Quote the entries word for word. Omit the pictures.

* BEGIN Input *

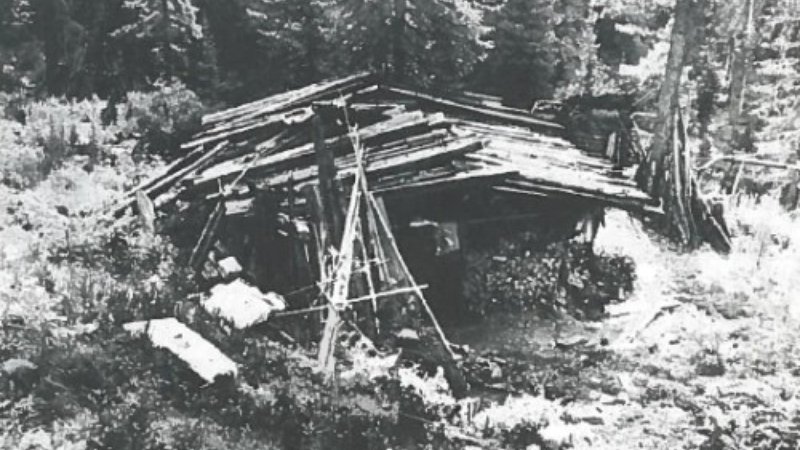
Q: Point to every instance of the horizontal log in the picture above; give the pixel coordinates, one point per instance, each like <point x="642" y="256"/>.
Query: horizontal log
<point x="293" y="156"/>
<point x="283" y="100"/>
<point x="516" y="119"/>
<point x="164" y="183"/>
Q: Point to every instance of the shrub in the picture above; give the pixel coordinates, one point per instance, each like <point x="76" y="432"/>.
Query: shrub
<point x="163" y="118"/>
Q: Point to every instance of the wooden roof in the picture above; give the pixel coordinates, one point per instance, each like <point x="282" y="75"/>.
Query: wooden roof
<point x="413" y="140"/>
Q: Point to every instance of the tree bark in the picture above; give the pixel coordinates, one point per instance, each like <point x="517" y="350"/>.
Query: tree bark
<point x="687" y="14"/>
<point x="398" y="37"/>
<point x="744" y="45"/>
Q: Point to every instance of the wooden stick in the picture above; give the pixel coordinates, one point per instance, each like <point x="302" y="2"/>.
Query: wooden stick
<point x="384" y="222"/>
<point x="157" y="188"/>
<point x="364" y="298"/>
<point x="746" y="161"/>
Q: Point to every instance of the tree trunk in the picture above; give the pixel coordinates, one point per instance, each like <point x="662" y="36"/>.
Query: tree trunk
<point x="686" y="14"/>
<point x="744" y="44"/>
<point x="398" y="37"/>
<point x="166" y="49"/>
<point x="51" y="20"/>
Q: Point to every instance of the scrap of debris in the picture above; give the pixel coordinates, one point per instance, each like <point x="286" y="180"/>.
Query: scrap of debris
<point x="205" y="359"/>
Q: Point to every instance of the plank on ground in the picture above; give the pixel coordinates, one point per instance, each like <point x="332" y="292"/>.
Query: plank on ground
<point x="202" y="357"/>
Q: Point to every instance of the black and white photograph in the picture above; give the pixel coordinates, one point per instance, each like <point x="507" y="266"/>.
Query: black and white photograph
<point x="399" y="224"/>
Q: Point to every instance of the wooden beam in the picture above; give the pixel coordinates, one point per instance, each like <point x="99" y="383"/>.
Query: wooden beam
<point x="516" y="119"/>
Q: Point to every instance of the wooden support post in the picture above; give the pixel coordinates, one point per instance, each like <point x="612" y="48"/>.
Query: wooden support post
<point x="330" y="223"/>
<point x="330" y="205"/>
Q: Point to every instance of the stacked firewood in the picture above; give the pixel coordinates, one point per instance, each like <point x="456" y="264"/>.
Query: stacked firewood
<point x="514" y="275"/>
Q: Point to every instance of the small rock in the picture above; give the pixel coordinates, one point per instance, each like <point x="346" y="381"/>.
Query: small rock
<point x="16" y="366"/>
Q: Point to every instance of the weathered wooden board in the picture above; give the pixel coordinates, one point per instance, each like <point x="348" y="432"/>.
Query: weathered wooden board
<point x="241" y="304"/>
<point x="205" y="359"/>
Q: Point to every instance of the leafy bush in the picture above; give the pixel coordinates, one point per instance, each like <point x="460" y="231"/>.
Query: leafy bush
<point x="163" y="118"/>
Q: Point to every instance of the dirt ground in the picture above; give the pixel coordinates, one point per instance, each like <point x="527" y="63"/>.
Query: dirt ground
<point x="703" y="355"/>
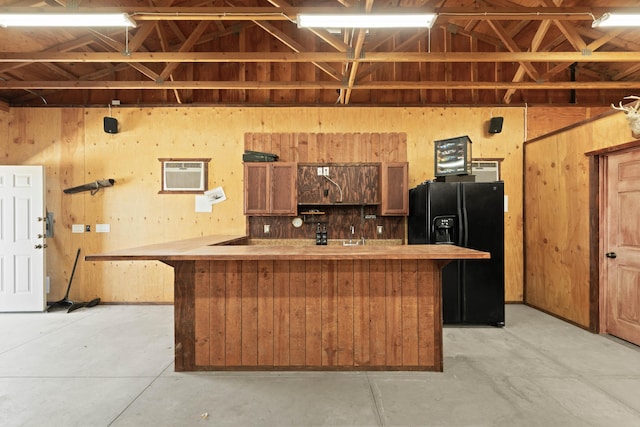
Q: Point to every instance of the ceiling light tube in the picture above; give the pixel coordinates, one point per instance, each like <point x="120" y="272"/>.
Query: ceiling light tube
<point x="617" y="20"/>
<point x="66" y="20"/>
<point x="368" y="20"/>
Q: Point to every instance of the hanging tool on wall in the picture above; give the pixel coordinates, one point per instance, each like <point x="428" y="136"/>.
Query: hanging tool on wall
<point x="92" y="186"/>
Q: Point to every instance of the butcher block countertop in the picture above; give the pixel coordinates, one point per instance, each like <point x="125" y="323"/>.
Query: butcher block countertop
<point x="236" y="247"/>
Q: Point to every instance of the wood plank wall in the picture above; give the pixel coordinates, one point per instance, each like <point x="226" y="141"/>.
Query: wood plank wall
<point x="72" y="145"/>
<point x="362" y="147"/>
<point x="557" y="233"/>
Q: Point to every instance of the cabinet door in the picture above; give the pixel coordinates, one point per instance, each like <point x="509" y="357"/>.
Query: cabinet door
<point x="283" y="189"/>
<point x="256" y="188"/>
<point x="345" y="184"/>
<point x="394" y="179"/>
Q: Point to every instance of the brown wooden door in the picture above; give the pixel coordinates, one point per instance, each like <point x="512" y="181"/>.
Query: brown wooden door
<point x="395" y="194"/>
<point x="256" y="188"/>
<point x="622" y="269"/>
<point x="283" y="188"/>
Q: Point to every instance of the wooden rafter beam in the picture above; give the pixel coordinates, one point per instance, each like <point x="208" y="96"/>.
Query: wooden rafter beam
<point x="275" y="85"/>
<point x="535" y="45"/>
<point x="513" y="48"/>
<point x="297" y="47"/>
<point x="152" y="13"/>
<point x="402" y="57"/>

* END Input *

Solution below:
Q: Point to every instance of the horizontal log in the picture above; give the pixel coordinates, one point per instance, each like <point x="642" y="256"/>.
Query: horizontal log
<point x="293" y="156"/>
<point x="283" y="100"/>
<point x="516" y="119"/>
<point x="164" y="183"/>
Q: Point to every instance of the shrub in the picture above; give the pixel coordinates, one point per instance, each like <point x="76" y="432"/>.
Query: shrub
<point x="163" y="118"/>
Q: Point to every instance of the wooden roof in the picture above; give the pixel coordinates, one point per instance, each like <point x="282" y="75"/>.
Query: wooden roof
<point x="413" y="140"/>
Q: Point to every instance of the tree bark in the picture above; give the pixel coordinates, one point per instance, each like <point x="517" y="350"/>.
Query: tree bark
<point x="687" y="14"/>
<point x="398" y="37"/>
<point x="744" y="45"/>
Q: Point to every instance of the wooden stick in the picture above; give the pixel coordinates, one point per instance, each like <point x="302" y="2"/>.
Query: wooden stick
<point x="384" y="222"/>
<point x="157" y="188"/>
<point x="364" y="298"/>
<point x="746" y="161"/>
Q: Point to every instance of the tree trunk in the picture above; give the pixel coordinates, one point per instance, each like <point x="662" y="36"/>.
Query: tree trunk
<point x="686" y="14"/>
<point x="744" y="44"/>
<point x="398" y="37"/>
<point x="166" y="49"/>
<point x="51" y="20"/>
Q: Point to every instance of the scrap of debris in the picture above; give the pixel coordinates, one point per instance, each like <point x="286" y="180"/>.
Query: scrap of debris
<point x="205" y="359"/>
Q: Point to every instance of the plank on ground in the picture above; give the pixel coordinates, one point per instance, each like <point x="332" y="292"/>.
Query: plank on ground
<point x="202" y="357"/>
Q: Point to every instance of the black and white photograph in the picture above; give the pixel coordinates, one point per instance, each like <point x="507" y="266"/>.
Query: black and white photograph
<point x="399" y="224"/>
Q: Point to every instance of the wooden beam in the picture above; give the pixel coordinates, one point per instance, each like <point x="99" y="383"/>.
Query: wooden beam
<point x="516" y="119"/>
Q: Point to every instance of the wooden support post in the picture above; give the pixel coordinates, one point per instance, each like <point x="612" y="48"/>.
Query: wooden support post
<point x="330" y="223"/>
<point x="330" y="205"/>
Q: Point to every instance of the stacked firewood in the picture above; give the pixel coordinates, one point per instance, each like <point x="456" y="264"/>.
Query: stacked firewood
<point x="514" y="275"/>
Q: Point to every instance of the small rock in the picture above; give the pixel coordinates, one point per instance, each like <point x="346" y="381"/>.
Query: small rock
<point x="16" y="366"/>
Q: Point to every instance of the weathered wooden board in the picture above; give the pixel coordinates, one point per instance, each like <point x="348" y="432"/>.
Query: weathered wooden board
<point x="241" y="304"/>
<point x="205" y="359"/>
Q: Point to every instance of the leafy bush in the picture above; give the pixel coordinates, one point per instance, each like <point x="460" y="231"/>.
Query: leafy bush
<point x="163" y="118"/>
Q: Point to every instance of the dirt ground in the picture above; give the pixel coordinates, one point per instance, each like <point x="527" y="63"/>.
Query: dirt ground
<point x="703" y="355"/>
Q: Point to every instance of the ceiling light tube in the picture above; give the pixel coordinates, one point per instance, each like <point x="120" y="272"/>.
Query: ceiling light tube
<point x="617" y="20"/>
<point x="66" y="20"/>
<point x="368" y="20"/>
Q: Point to every instance of the hanging tool on wall in the picture above; give the pixel coordinates, one point per instance, each like <point x="428" y="136"/>.
Query: hanging tool on wall
<point x="92" y="186"/>
Q: Point to every instance of the butcher block countertop in the picture above; give the pixel coordinates, one point per instance, each like <point x="125" y="323"/>.
Query: butcher block countertop
<point x="236" y="247"/>
Q: Point to every instance of the wood plank wall in the picture above; give the pixel coordinates, one point per instance, each like <point x="226" y="141"/>.
Query: wood plank wall
<point x="72" y="145"/>
<point x="362" y="147"/>
<point x="557" y="233"/>
Q: Point to every instance of the cabinet door in the picture above; give the pixel coordinates, one point per instance, each like <point x="509" y="357"/>.
Query: cabinet door
<point x="283" y="189"/>
<point x="256" y="188"/>
<point x="345" y="184"/>
<point x="394" y="179"/>
Q: Point to every instance of the brown wooden door in the picture above; give the pixel coordinates, one point per instance, each like <point x="512" y="181"/>.
Query: brown wooden door
<point x="395" y="194"/>
<point x="256" y="188"/>
<point x="622" y="269"/>
<point x="283" y="188"/>
Q: Point to every instance of the wooden rafter beam in the picture above; give the pixel coordinates, one point per instance, each like <point x="208" y="96"/>.
Query: wooden rafter beam
<point x="275" y="85"/>
<point x="535" y="45"/>
<point x="513" y="48"/>
<point x="297" y="47"/>
<point x="152" y="13"/>
<point x="402" y="57"/>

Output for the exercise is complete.